[Point annotation records]
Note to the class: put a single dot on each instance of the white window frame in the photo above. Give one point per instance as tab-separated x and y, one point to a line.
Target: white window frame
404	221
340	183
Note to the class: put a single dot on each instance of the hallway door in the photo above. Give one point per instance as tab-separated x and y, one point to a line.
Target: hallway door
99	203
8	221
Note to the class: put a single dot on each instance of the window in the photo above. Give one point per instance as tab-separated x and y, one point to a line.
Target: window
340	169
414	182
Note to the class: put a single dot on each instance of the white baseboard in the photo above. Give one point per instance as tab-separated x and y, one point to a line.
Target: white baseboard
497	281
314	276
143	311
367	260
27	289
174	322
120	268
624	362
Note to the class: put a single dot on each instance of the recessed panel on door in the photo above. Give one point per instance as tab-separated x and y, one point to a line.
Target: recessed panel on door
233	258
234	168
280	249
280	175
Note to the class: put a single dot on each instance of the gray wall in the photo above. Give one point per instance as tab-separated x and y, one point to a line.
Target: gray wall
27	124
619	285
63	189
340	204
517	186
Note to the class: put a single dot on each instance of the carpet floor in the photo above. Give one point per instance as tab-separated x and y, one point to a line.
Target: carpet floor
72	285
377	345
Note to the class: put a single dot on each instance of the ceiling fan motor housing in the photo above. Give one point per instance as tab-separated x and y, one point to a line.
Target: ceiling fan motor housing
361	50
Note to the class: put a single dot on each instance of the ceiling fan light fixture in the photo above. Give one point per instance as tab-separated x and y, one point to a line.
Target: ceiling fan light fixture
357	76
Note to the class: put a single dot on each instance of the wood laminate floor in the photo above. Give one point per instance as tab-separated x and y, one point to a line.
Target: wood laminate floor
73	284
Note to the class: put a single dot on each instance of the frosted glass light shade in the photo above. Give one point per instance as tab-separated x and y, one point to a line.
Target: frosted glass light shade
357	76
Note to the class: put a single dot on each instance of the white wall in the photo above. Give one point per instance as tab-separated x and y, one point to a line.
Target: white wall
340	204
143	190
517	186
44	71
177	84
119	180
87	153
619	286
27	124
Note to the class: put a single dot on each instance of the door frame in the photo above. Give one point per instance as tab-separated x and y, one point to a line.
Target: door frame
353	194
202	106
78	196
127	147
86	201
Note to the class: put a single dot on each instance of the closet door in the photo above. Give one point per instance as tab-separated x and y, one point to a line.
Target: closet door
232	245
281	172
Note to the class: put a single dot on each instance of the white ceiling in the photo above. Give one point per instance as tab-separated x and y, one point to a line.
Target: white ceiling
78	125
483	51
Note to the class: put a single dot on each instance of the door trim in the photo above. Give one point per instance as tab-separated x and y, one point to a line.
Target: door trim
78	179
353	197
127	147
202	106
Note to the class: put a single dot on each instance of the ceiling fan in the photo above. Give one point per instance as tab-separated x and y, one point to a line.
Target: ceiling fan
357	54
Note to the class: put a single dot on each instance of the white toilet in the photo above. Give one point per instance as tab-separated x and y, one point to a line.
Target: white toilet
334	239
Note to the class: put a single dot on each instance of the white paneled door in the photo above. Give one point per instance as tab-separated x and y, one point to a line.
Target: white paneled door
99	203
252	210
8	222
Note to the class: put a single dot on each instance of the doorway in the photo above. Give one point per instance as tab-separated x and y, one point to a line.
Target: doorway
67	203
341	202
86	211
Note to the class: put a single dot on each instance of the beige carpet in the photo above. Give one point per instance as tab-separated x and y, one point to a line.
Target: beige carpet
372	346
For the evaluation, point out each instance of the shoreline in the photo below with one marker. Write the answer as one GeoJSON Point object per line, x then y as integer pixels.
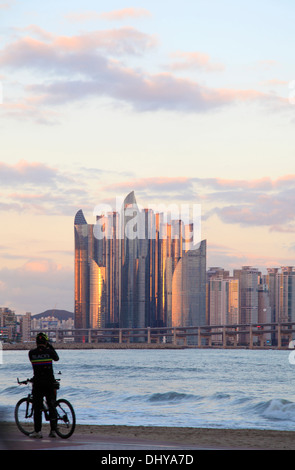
{"type": "Point", "coordinates": [162, 346]}
{"type": "Point", "coordinates": [197, 438]}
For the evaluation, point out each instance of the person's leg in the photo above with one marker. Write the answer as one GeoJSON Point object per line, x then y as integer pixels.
{"type": "Point", "coordinates": [37, 403]}
{"type": "Point", "coordinates": [51, 398]}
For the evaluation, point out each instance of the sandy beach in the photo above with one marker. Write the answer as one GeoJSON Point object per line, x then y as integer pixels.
{"type": "Point", "coordinates": [209, 438]}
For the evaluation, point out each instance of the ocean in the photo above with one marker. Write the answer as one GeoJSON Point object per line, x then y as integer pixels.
{"type": "Point", "coordinates": [212, 388]}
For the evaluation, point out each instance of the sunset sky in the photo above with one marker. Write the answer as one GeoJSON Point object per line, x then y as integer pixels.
{"type": "Point", "coordinates": [190, 102]}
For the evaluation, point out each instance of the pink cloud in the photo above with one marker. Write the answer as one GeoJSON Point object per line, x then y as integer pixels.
{"type": "Point", "coordinates": [194, 60]}
{"type": "Point", "coordinates": [89, 72]}
{"type": "Point", "coordinates": [26, 172]}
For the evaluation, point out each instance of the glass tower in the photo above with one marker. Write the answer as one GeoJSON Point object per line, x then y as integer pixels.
{"type": "Point", "coordinates": [132, 270]}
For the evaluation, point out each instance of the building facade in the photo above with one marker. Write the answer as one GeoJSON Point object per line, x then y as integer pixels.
{"type": "Point", "coordinates": [133, 269]}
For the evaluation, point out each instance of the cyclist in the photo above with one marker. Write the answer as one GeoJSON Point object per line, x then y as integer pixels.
{"type": "Point", "coordinates": [43, 383]}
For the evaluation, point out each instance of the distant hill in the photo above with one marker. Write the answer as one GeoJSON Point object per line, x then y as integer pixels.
{"type": "Point", "coordinates": [59, 314]}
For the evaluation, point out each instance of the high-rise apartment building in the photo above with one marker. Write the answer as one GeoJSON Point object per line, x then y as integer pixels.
{"type": "Point", "coordinates": [281, 286]}
{"type": "Point", "coordinates": [133, 269]}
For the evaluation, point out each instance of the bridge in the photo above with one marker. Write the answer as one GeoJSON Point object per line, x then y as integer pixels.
{"type": "Point", "coordinates": [262, 335]}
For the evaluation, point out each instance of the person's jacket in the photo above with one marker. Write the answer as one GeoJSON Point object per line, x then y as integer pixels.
{"type": "Point", "coordinates": [41, 358]}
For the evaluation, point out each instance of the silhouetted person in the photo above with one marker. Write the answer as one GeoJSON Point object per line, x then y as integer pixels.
{"type": "Point", "coordinates": [43, 383]}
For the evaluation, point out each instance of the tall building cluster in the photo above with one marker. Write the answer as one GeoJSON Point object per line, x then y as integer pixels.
{"type": "Point", "coordinates": [135, 269]}
{"type": "Point", "coordinates": [135, 277]}
{"type": "Point", "coordinates": [248, 296]}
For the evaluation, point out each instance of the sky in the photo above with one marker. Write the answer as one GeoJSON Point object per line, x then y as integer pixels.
{"type": "Point", "coordinates": [189, 102]}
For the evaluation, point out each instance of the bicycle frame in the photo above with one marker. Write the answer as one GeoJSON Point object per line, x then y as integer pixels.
{"type": "Point", "coordinates": [65, 412]}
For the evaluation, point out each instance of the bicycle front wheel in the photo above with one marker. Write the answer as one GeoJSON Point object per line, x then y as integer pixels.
{"type": "Point", "coordinates": [24, 416]}
{"type": "Point", "coordinates": [66, 419]}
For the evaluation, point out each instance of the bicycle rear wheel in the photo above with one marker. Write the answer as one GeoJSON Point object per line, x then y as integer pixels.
{"type": "Point", "coordinates": [24, 416]}
{"type": "Point", "coordinates": [66, 419]}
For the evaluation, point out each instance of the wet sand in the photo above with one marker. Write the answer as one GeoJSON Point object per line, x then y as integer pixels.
{"type": "Point", "coordinates": [251, 439]}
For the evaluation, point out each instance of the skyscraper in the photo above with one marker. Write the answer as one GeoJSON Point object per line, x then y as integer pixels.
{"type": "Point", "coordinates": [133, 269]}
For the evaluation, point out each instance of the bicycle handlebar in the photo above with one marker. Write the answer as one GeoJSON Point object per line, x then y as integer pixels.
{"type": "Point", "coordinates": [24, 382]}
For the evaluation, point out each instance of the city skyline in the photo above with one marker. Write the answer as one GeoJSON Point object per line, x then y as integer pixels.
{"type": "Point", "coordinates": [97, 101]}
{"type": "Point", "coordinates": [138, 268]}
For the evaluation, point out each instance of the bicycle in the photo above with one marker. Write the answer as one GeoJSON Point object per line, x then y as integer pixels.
{"type": "Point", "coordinates": [24, 413]}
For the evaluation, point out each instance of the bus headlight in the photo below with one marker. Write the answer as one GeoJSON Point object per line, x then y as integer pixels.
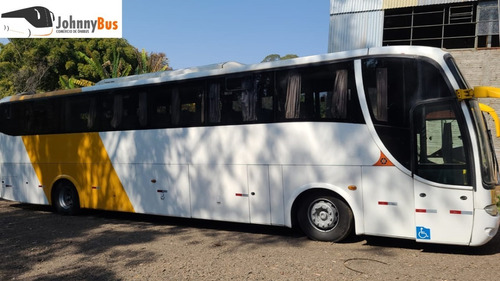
{"type": "Point", "coordinates": [491, 210]}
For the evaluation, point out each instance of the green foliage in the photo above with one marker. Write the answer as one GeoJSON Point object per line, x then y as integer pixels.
{"type": "Point", "coordinates": [38, 64]}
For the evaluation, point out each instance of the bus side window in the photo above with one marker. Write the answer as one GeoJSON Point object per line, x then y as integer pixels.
{"type": "Point", "coordinates": [318, 93]}
{"type": "Point", "coordinates": [79, 114]}
{"type": "Point", "coordinates": [187, 105]}
{"type": "Point", "coordinates": [440, 150]}
{"type": "Point", "coordinates": [159, 107]}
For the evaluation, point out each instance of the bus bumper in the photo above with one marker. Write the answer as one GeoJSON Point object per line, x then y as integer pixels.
{"type": "Point", "coordinates": [485, 227]}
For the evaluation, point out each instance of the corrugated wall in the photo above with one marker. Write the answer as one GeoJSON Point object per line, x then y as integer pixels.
{"type": "Point", "coordinates": [355, 31]}
{"type": "Point", "coordinates": [353, 6]}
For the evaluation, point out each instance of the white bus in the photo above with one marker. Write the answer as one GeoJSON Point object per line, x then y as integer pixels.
{"type": "Point", "coordinates": [386, 141]}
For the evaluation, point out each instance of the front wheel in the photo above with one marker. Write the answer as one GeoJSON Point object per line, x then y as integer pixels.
{"type": "Point", "coordinates": [65, 199]}
{"type": "Point", "coordinates": [324, 217]}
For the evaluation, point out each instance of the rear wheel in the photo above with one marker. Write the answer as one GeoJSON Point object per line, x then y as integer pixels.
{"type": "Point", "coordinates": [65, 199]}
{"type": "Point", "coordinates": [324, 217]}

_What this task involves_. Output only the lines from the one holding "For the evaluation, point out each instance of the bus bumper" through the last line above, exactly as they appear.

_Complete response_.
For the evaluation, point out each instance of the bus bumper in the photo above with one marker. Write the answer as one GeoJSON Point object per line, x then y as integer pixels.
{"type": "Point", "coordinates": [485, 227]}
For the evaluation, point out each instance of the corrugated wall in the photo above with one marker. Write the answer as one GeoJSON Point object per line, x then y as integer pixels.
{"type": "Point", "coordinates": [355, 31]}
{"type": "Point", "coordinates": [353, 6]}
For the evaluation, point out each instance of the white bus in the photo above with one marker. Write the answer as one GeoJSON Point object per line, x then y as integer pixels.
{"type": "Point", "coordinates": [386, 141]}
For the evaluation, point out each instance of the front wheel in the photo above with one marker. Write the answer as one GeoJSON Point object per line, x then y as integer pixels.
{"type": "Point", "coordinates": [65, 199]}
{"type": "Point", "coordinates": [324, 217]}
For the evaluation, point out each instance of the rear wheel in the photo above with one marker. Write the answer as one GeoJSON Point object per line, x then y as integer pixels.
{"type": "Point", "coordinates": [65, 199]}
{"type": "Point", "coordinates": [324, 217]}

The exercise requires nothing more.